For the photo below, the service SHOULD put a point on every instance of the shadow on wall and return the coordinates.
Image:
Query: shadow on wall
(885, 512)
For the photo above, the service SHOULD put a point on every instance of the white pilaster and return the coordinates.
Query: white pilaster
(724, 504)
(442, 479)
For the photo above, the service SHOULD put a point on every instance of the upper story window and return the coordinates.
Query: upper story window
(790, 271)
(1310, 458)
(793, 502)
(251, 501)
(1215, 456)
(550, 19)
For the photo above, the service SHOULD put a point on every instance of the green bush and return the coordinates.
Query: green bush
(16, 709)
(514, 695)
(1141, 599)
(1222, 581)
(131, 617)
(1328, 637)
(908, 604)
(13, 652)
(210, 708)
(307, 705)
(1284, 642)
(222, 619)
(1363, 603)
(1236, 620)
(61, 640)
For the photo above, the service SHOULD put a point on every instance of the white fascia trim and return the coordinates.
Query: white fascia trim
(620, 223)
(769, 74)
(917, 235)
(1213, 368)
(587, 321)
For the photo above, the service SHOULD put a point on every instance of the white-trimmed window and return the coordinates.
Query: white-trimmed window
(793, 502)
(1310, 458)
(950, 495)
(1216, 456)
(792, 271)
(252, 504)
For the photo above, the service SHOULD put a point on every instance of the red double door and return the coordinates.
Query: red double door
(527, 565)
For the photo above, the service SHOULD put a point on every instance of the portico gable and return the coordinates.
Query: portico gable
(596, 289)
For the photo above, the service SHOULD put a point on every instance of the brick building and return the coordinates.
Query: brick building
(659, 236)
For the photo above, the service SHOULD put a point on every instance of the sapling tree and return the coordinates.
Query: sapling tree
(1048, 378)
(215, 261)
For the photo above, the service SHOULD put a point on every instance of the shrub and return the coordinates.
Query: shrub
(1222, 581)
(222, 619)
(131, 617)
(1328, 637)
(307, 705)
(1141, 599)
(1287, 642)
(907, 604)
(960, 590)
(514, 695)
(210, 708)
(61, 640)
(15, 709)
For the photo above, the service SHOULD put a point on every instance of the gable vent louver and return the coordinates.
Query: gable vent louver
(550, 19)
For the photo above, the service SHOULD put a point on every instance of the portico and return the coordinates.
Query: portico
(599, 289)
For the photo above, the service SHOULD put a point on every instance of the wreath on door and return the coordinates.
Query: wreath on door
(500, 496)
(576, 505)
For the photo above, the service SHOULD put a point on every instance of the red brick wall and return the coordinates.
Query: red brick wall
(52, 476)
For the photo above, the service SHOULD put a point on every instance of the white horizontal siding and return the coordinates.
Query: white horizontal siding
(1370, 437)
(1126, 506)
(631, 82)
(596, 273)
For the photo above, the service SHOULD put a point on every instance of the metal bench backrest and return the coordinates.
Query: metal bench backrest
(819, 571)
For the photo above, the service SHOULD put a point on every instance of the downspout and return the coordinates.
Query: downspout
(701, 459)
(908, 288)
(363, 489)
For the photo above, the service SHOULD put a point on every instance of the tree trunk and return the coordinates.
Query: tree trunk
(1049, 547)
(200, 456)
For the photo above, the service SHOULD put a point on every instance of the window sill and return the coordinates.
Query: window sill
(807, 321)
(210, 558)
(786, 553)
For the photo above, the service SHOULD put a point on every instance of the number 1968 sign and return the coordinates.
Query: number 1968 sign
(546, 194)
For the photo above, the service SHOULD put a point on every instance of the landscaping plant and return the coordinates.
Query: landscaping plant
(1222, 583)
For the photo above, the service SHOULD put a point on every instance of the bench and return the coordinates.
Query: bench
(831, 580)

Task to carry out:
Lay out every line of the material above as a Markdown table with the columns Row and Line, numbering the rows and leaving out blank lines.

Written response:
| Row | Line |
|---|---|
| 1 | For the photo below, the service SHOULD put a point on every instance of the shadow on wall and return the coordinates. |
| 2 | Image: |
| 3 | Query: shadow on wall |
| 4 | (885, 512) |
| 5 | For the photo above, the service SHOULD put a point on every instance of the white pilaster and return the coordinates. |
| 6 | Query: white pilaster |
| 7 | (724, 504) |
| 8 | (442, 479) |
| 9 | For the photo above, the service SHOULD put a point on every instance of the upper story window and return the coordinates. |
| 10 | Query: upper story window |
| 11 | (790, 271) |
| 12 | (1310, 458) |
| 13 | (793, 502) |
| 14 | (251, 501) |
| 15 | (1215, 456) |
| 16 | (550, 19) |
| 17 | For the photo above, the service SHOULD put a point on every instance of the green bush and return the coordinates. |
| 18 | Query: green bush |
| 19 | (16, 709) |
| 20 | (514, 695) |
| 21 | (1141, 599) |
| 22 | (1222, 581) |
| 23 | (131, 617) |
| 24 | (1328, 637) |
| 25 | (908, 604) |
| 26 | (13, 652) |
| 27 | (210, 708) |
| 28 | (307, 705) |
| 29 | (1284, 642) |
| 30 | (222, 619) |
| 31 | (1363, 603) |
| 32 | (1236, 620) |
| 33 | (61, 640) |
| 34 | For the photo above, the service SHOULD put a point on every instance of the white fascia trim and return the coordinates. |
| 35 | Query: white fascia trim |
| 36 | (620, 223) |
| 37 | (769, 74) |
| 38 | (917, 235) |
| 39 | (1213, 368) |
| 40 | (587, 321) |
| 41 | For the photo above, the service SHOULD put a point on every instance of the white-trimmed window and return the coordinates. |
| 42 | Query: white-trimmed window |
| 43 | (793, 502) |
| 44 | (1310, 458) |
| 45 | (950, 495) |
| 46 | (1216, 456) |
| 47 | (792, 271) |
| 48 | (252, 504) |
| 49 | For the photo above, the service SHOULD put a point on every instance of the red double door and return the coordinates. |
| 50 | Query: red double door |
| 51 | (527, 565) |
| 52 | For the photo above, the service SHOULD put a point on every instance of the portico gable and return the coordinates. |
| 53 | Query: portico gable |
| 54 | (596, 289) |
| 55 | For the photo above, the service SHOULD put a point on every instance of the brick building and return the coordinates. |
| 56 | Query: brick building |
| 57 | (659, 236) |
| 58 | For the photo above, the service SHOULD put a point on every instance of the sapling tree and return the coordinates. |
| 59 | Query: sapling tree |
| 60 | (1048, 378) |
| 61 | (215, 261) |
| 62 | For the photo above, the service SHOULD put a point on every instance of the shrub and return the coordinates. |
| 63 | Query: shrub |
| 64 | (1222, 581) |
| 65 | (222, 619) |
| 66 | (131, 617) |
| 67 | (1328, 637) |
| 68 | (307, 705) |
| 69 | (1141, 599) |
| 70 | (1287, 642) |
| 71 | (907, 604) |
| 72 | (960, 590) |
| 73 | (514, 695) |
| 74 | (210, 708) |
| 75 | (61, 640) |
| 76 | (15, 709) |
| 77 | For the photo above, the service SHOULD put a point on every instance of the gable vent louver and return the coordinates. |
| 78 | Query: gable vent louver |
| 79 | (550, 19) |
| 80 | For the photo above, the service SHOULD put a point on every instance of the portico and return the coordinates. |
| 81 | Query: portico |
| 82 | (599, 289) |
| 83 | For the photo above, the service SHOULD put a point on every instance of the wreath on door and return the coordinates. |
| 84 | Query: wreath on door |
| 85 | (500, 496) |
| 86 | (576, 505) |
| 87 | For the photo above, the service SHOULD put a point on every instance of the red brick wall and return the coordinates. |
| 88 | Query: red brick wall |
| 89 | (52, 476) |
| 90 | For the photo above, the service SHOULD put a point on every instance of the white horizontal siding and return the coordinates. |
| 91 | Query: white horizontal siding |
| 92 | (1370, 437) |
| 93 | (1126, 506) |
| 94 | (631, 82) |
| 95 | (596, 273) |
| 96 | For the photo above, the service SHOULD put a point on every instance of the metal bench backrest and return the coordinates. |
| 97 | Query: metal bench backrest |
| 98 | (819, 571) |
| 99 | For the photo above, the service SHOULD put a point on every instance of the downspout and return the coordinates. |
| 100 | Query: downspout |
| 101 | (701, 459) |
| 102 | (908, 288) |
| 103 | (363, 489) |
| 104 | For the photo above, the service SHOULD put a point on every instance of the tree trunk and return the coordinates. |
| 105 | Query: tree trunk |
| 106 | (1049, 547) |
| 107 | (200, 456) |
| 108 | For the photo above, the service SHOULD put a point on every instance of the window sill and return the coordinates. |
| 109 | Query: window sill |
| 110 | (807, 321) |
| 111 | (210, 558) |
| 112 | (786, 553) |
| 113 | For the photo above, the service SHOULD put a point on every instance of the number 1968 sign and return the coordinates. |
| 114 | Query: number 1968 sign |
| 115 | (546, 194) |
| 116 | For the photo above, the service SHOULD put a point on every instance of the landscaping plant and return the coordinates. |
| 117 | Query: landscaping plant |
| 118 | (1222, 583) |
| 119 | For the photo above, the service SHOULD put a point on every instance of the bench and return the coordinates. |
| 120 | Query: bench |
| 121 | (831, 580) |